Task brief
Recast the records below as a numbered list, leaving out any blank lines.

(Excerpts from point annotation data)
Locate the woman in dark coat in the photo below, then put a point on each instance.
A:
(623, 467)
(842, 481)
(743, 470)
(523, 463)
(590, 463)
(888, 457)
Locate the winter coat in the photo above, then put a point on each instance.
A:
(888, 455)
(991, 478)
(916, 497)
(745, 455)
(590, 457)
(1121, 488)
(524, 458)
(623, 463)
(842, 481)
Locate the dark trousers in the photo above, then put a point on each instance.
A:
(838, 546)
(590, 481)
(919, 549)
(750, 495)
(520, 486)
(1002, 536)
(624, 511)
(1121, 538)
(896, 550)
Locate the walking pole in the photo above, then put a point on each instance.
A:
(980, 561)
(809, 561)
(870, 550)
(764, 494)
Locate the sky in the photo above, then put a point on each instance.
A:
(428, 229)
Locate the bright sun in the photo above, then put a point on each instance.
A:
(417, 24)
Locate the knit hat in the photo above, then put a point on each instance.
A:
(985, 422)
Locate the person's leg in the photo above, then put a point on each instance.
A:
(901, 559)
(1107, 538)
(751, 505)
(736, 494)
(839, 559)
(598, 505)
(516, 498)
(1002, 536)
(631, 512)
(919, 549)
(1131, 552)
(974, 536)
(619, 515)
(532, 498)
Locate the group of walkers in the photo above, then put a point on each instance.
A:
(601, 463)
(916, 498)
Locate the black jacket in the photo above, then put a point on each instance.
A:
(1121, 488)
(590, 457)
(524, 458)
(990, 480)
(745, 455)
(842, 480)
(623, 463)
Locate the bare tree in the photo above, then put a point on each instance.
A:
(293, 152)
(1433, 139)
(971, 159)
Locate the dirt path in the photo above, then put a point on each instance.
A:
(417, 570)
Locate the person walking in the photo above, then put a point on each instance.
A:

Solution for this exercise
1. Locate the woman in dark coat in the photo below, then put a point on each instance.
2. A:
3. (623, 467)
4. (842, 481)
5. (743, 470)
6. (523, 463)
7. (590, 463)
8. (888, 457)
9. Locate the winter coat in the photo above, then put a point on each instance.
10. A:
11. (888, 455)
12. (991, 478)
13. (916, 497)
14. (745, 455)
15. (590, 457)
16. (1121, 488)
17. (524, 458)
18. (623, 463)
19. (842, 481)
20. Locate the dark trousers in the photo above, then put a point on each instance.
21. A:
22. (838, 546)
23. (590, 481)
24. (919, 549)
25. (750, 495)
26. (520, 486)
27. (1002, 536)
28. (624, 511)
29. (1121, 538)
30. (896, 550)
31. Locate the walking pole in the photo above, then put a point on each instance.
32. A:
33. (980, 561)
34. (809, 561)
35. (870, 550)
36. (764, 494)
37. Locate the sky in the photo above, then put a point on each instance.
38. A:
39. (428, 229)
40. Locate the bright sun in the photo above, then put a point on each instance.
41. A:
42. (417, 24)
43. Locate the knit hat in the photo above, then put a point on each instance.
44. A:
45. (985, 422)
46. Locate the person's leg in the photo above, then put a point on each instance.
47. A:
48. (901, 559)
49. (1107, 538)
50. (751, 505)
51. (736, 494)
52. (839, 559)
53. (598, 505)
54. (516, 498)
55. (1002, 536)
56. (631, 512)
57. (919, 549)
58. (1131, 552)
59. (974, 536)
60. (619, 515)
61. (532, 498)
62. Locate the group of walkers in the photo above, then put a point on each instance.
63. A:
64. (601, 463)
65. (916, 498)
66. Locate the black jacket in the photo above, then put a point on each instance.
67. A:
68. (1121, 488)
69. (590, 457)
70. (524, 458)
71. (990, 480)
72. (745, 455)
73. (842, 480)
74. (623, 463)
75. Locate the bare tree in the photo above, then put a point on each instance.
76. A:
77. (293, 152)
78. (1433, 139)
79. (971, 159)
80. Locate the dirt path in the photo above, then put a point on each instance.
81. A:
82. (417, 570)
83. Locate the person walking in the photo above, then put a point on each instance.
84. A:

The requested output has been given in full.